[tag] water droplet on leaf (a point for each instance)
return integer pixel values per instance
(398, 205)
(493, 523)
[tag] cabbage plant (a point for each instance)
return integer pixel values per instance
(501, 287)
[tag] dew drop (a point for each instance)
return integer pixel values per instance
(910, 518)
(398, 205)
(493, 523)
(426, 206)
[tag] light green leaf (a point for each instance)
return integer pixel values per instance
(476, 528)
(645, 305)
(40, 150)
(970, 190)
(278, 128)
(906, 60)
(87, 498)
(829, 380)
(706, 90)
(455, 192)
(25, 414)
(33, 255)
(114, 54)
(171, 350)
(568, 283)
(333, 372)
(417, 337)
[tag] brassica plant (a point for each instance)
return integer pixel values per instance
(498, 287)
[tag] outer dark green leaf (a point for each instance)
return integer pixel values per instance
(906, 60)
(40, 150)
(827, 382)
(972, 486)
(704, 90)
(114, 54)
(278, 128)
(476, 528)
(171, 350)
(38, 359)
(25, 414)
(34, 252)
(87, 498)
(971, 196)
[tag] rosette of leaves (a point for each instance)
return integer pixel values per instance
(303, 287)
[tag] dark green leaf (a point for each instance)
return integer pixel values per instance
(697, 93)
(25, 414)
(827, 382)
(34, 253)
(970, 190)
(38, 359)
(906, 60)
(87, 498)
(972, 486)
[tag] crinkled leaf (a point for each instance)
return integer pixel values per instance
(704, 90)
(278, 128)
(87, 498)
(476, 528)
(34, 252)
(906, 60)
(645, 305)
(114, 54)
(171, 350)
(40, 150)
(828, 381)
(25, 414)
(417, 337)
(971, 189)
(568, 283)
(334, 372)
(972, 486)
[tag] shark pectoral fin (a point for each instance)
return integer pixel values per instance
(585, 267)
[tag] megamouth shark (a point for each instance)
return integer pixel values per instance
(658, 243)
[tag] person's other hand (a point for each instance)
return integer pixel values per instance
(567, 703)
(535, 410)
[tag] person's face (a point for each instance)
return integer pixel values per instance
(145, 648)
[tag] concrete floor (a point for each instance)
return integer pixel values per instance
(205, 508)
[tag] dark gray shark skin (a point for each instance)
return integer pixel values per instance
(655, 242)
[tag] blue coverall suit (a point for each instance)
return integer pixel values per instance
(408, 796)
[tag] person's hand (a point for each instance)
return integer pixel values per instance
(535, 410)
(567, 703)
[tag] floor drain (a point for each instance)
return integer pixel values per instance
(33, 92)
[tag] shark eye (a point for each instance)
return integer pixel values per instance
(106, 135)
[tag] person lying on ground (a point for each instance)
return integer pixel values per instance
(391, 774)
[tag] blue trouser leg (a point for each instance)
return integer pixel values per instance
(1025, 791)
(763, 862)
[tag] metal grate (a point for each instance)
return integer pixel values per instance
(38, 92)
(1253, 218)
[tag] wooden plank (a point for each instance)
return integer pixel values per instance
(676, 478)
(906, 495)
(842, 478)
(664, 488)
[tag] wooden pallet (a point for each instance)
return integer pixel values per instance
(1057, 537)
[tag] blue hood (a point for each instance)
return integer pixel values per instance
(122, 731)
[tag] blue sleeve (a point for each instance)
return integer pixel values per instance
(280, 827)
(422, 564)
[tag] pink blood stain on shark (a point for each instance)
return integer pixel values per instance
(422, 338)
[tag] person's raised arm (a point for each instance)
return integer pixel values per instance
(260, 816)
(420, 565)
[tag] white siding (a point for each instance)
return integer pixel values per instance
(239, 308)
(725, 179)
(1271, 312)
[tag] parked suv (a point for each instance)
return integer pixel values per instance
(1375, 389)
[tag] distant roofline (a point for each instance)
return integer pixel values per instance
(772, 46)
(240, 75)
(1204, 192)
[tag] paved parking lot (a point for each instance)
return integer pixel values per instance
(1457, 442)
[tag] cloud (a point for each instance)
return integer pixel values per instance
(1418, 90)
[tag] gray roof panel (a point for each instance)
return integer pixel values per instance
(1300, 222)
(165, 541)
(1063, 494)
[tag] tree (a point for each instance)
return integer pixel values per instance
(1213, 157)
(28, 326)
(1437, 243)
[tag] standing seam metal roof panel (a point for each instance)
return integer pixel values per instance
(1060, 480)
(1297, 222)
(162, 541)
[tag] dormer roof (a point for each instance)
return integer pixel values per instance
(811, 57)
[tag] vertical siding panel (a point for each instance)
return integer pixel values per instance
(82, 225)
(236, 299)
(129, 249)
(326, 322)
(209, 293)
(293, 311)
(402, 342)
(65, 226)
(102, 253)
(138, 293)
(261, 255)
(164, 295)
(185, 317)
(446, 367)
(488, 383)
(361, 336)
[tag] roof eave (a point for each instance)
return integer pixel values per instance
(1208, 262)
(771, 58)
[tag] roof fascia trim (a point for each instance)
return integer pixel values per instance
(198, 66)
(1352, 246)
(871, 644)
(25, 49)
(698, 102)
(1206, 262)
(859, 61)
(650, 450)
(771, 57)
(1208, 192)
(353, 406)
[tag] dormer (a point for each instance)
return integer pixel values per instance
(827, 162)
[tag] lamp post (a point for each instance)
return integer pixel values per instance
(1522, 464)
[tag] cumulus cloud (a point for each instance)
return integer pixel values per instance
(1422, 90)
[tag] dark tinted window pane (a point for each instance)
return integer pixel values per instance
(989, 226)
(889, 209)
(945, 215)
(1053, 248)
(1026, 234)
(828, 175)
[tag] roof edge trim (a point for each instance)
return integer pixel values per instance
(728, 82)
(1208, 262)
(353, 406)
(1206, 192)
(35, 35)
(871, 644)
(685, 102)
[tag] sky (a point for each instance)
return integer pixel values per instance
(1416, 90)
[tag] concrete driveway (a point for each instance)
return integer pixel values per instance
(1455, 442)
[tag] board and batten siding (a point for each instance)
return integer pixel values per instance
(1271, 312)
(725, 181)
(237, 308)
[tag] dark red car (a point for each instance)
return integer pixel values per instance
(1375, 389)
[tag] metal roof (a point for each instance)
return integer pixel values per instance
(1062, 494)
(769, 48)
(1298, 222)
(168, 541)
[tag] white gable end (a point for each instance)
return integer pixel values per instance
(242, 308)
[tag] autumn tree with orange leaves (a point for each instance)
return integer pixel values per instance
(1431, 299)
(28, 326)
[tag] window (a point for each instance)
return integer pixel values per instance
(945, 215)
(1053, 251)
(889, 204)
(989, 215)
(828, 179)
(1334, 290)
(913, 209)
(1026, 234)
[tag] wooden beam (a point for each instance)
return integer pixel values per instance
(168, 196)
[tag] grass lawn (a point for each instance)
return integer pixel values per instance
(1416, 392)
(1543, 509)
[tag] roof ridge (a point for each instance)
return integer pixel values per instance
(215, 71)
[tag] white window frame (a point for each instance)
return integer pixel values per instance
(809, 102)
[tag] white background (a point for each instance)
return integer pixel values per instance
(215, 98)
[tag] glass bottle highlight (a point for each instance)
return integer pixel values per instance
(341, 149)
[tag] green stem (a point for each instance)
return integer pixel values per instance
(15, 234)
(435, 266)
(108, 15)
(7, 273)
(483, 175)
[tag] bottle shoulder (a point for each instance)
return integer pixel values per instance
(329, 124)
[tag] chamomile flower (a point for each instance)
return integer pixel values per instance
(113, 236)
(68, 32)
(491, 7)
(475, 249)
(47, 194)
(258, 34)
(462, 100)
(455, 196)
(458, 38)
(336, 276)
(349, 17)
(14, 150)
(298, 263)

> PROBLEM STATEMENT
Write out all of the lines above again, word for word, with nothing changed.

> WRITTEN ANSWER
[tag] water droplet on leaf (a point for each instance)
return integer pixel values per instance
(398, 205)
(493, 523)
[tag] cabbage plant (a point for each instance)
return integer pixel values per instance
(501, 287)
[tag] dew drop (a point for each instance)
return integer pixel values per instance
(910, 518)
(398, 205)
(493, 523)
(426, 206)
[tag] light green leaf (a point for each instance)
return integer pixel values per instance
(476, 528)
(645, 305)
(40, 150)
(970, 190)
(278, 128)
(906, 60)
(87, 498)
(829, 380)
(706, 90)
(455, 192)
(25, 414)
(33, 255)
(114, 54)
(171, 350)
(568, 283)
(333, 372)
(417, 337)
[tag] brassica plant (a point for each instance)
return integer pixel values per instance
(498, 287)
[tag] outer dark green leaf (a point for each instance)
return integer pixel values per instance
(906, 60)
(40, 150)
(827, 382)
(972, 486)
(704, 90)
(114, 54)
(278, 128)
(476, 528)
(171, 350)
(38, 359)
(25, 414)
(34, 252)
(87, 498)
(971, 196)
[tag] rosette of leaves (a point for each instance)
return integer pixel values per instance
(303, 287)
[tag] dark green leaf (a point for each instance)
return integer pixel values per instance
(697, 93)
(25, 414)
(827, 382)
(34, 253)
(970, 190)
(38, 359)
(906, 60)
(87, 498)
(972, 486)
[tag] crinkled leaf (a point for each instance)
return integer pixel values per instance
(704, 90)
(278, 128)
(87, 498)
(476, 528)
(34, 252)
(906, 60)
(645, 305)
(114, 54)
(171, 350)
(40, 150)
(828, 381)
(25, 414)
(417, 337)
(971, 189)
(568, 283)
(334, 372)
(972, 486)
[tag] shark pectoral fin (a point for each instance)
return integer pixel values per instance
(585, 267)
[tag] megamouth shark (a point for each instance)
return integer pixel values per instance
(658, 243)
[tag] person's other hand (a point for each instance)
return integer pixel values per instance
(567, 703)
(535, 410)
[tag] person's face (a point for each instance)
return integer pixel values per instance
(145, 648)
[tag] concrete floor (a point for each instance)
return integer pixel values per instance
(205, 508)
[tag] dark gray shark skin (a point for each instance)
return integer pixel values per instance
(655, 242)
[tag] blue coverall suit (a point for each instance)
return integer pixel values per instance
(408, 796)
[tag] person's hand (a point for each instance)
return integer pixel values per instance
(535, 410)
(567, 703)
[tag] floor drain (a point for each instance)
return integer pixel values per instance
(33, 92)
[tag] shark eye (a point for each instance)
return integer pixel values per instance
(106, 135)
[tag] person lying on ground (a point for each instance)
return integer pixel values per instance
(391, 774)
[tag] blue trouser leg (a point for each instance)
return integer pixel values per instance
(1025, 791)
(763, 862)
[tag] metal grate (a point for each instance)
return integer pixel values per instance
(38, 92)
(1253, 218)
[tag] wooden plank (a point for each instance)
return integer pixel values per instance
(676, 478)
(906, 495)
(842, 478)
(664, 488)
[tag] wooden pallet (a point for each instance)
return integer pixel values per instance
(1057, 537)
[tag] blue hood (a point for each instance)
return integer pixel values per instance
(122, 731)
[tag] blue sleeve (a point for each instance)
return integer pixel values per instance
(280, 827)
(422, 564)
[tag] pink blood stain on shark (a point for each instance)
return integer pixel values per instance
(422, 338)
[tag] person's raised arm (a point for each instance)
return integer pixel values per instance
(260, 816)
(420, 565)
[tag] white siding (a point for each instance)
return integer pixel values per instance
(239, 308)
(725, 179)
(1271, 312)
[tag] parked suv (a point for each instance)
return integer pixel values per instance
(1375, 389)
[tag] distant roofline (a point for each instance)
return integer pixel values per instance
(772, 46)
(240, 75)
(1204, 192)
[tag] paved parking lot (a point for each instance)
return integer pixel values per instance
(1457, 442)
[tag] cloud (a point for each instance)
return integer pixel values per instance
(1418, 90)
[tag] gray roof panel (a point for each instance)
return integer pixel values per instance
(1300, 222)
(165, 541)
(1063, 494)
[tag] tree (a point for each instance)
return integer pixel values per instance
(1213, 157)
(28, 326)
(1437, 243)
[tag] standing seam metal roof panel (a point for each instance)
return integer pixel values per instance
(1060, 480)
(1297, 222)
(162, 541)
[tag] dormer roof (a point for each instance)
return integer pixel values per instance
(811, 57)
[tag] vertical siding panel (a point for each instance)
return integer pixel values per instance
(82, 225)
(236, 299)
(129, 249)
(326, 322)
(209, 293)
(293, 311)
(402, 342)
(65, 226)
(102, 253)
(138, 293)
(261, 255)
(164, 295)
(185, 317)
(446, 367)
(488, 383)
(361, 336)
[tag] roof eave (a point for each instance)
return integer pixel values per instance
(1208, 262)
(771, 58)
[tag] roof fascia trim (a point for each instance)
return integer pixel values per instance
(198, 66)
(1352, 246)
(871, 644)
(25, 49)
(698, 102)
(1206, 262)
(859, 61)
(650, 450)
(771, 57)
(1208, 192)
(353, 406)
[tag] dormer (a point for each instance)
return integer pixel values per instance
(827, 162)
[tag] lamp post (a point for each instance)
return integer pixel values per instance
(1522, 464)
[tag] cumulus cloud (a point for each instance)
return integer pixel values per instance
(1422, 90)
[tag] dark tinted window pane (a point for each instance)
return integer pixel values per instance
(989, 226)
(889, 209)
(945, 215)
(1053, 248)
(1026, 234)
(828, 175)
[tag] roof edge trim (a point for each instance)
return integer pixel values per instance
(728, 82)
(1208, 262)
(353, 406)
(1206, 192)
(35, 35)
(871, 644)
(685, 102)
[tag] sky (a point for each instance)
return integer pixel values per instance
(1416, 90)
[tag] concrete driveway (a point for each instance)
return integer pixel values per instance
(1455, 442)
[tag] board and batten siding (a point for each instance)
return integer pixel values per instance
(1271, 312)
(725, 181)
(237, 308)
[tag] dark red car (a point for each instance)
return integer pixel values per instance
(1375, 389)
[tag] metal roof (a point for each instance)
return integer pixel values per instance
(1062, 494)
(769, 48)
(1298, 222)
(168, 541)
[tag] white gable end (a point for each instance)
return integer pixel values per instance
(242, 308)
[tag] autumn tree with orange leaves (a point for each instance)
return integer pixel values per instance
(1431, 299)
(28, 326)
[tag] window (a point for each instance)
return integer pixel values per instance
(945, 215)
(1053, 251)
(889, 204)
(989, 215)
(828, 179)
(1334, 290)
(913, 209)
(1026, 234)
[tag] wooden beam (a point for each instance)
return integer pixel values per instance
(168, 196)
[tag] grass lawn (a point for each instance)
return integer pixel values per instance
(1416, 392)
(1543, 509)
[tag] roof ridge (a point for each instance)
return integer pixel values per instance
(215, 71)
[tag] white window frame (a point for each instance)
return integer pixel values per instance
(809, 102)
[tag] white background (a point for each instance)
return integer pixel values per instance
(215, 98)
[tag] glass bottle highlight (a point for each instance)
return integer pixel values per instance
(341, 149)
[tag] green stem (a point for each instance)
return integer pixel values per instance
(15, 234)
(435, 266)
(108, 15)
(7, 273)
(483, 175)
[tag] bottle shoulder (a point for each instance)
return integer pixel values per instance
(329, 124)
[tag] chamomile flower (a point for each instance)
return integer pixel values per instance
(113, 236)
(68, 32)
(491, 7)
(475, 249)
(47, 194)
(258, 34)
(462, 100)
(455, 196)
(458, 38)
(336, 276)
(349, 17)
(14, 150)
(298, 263)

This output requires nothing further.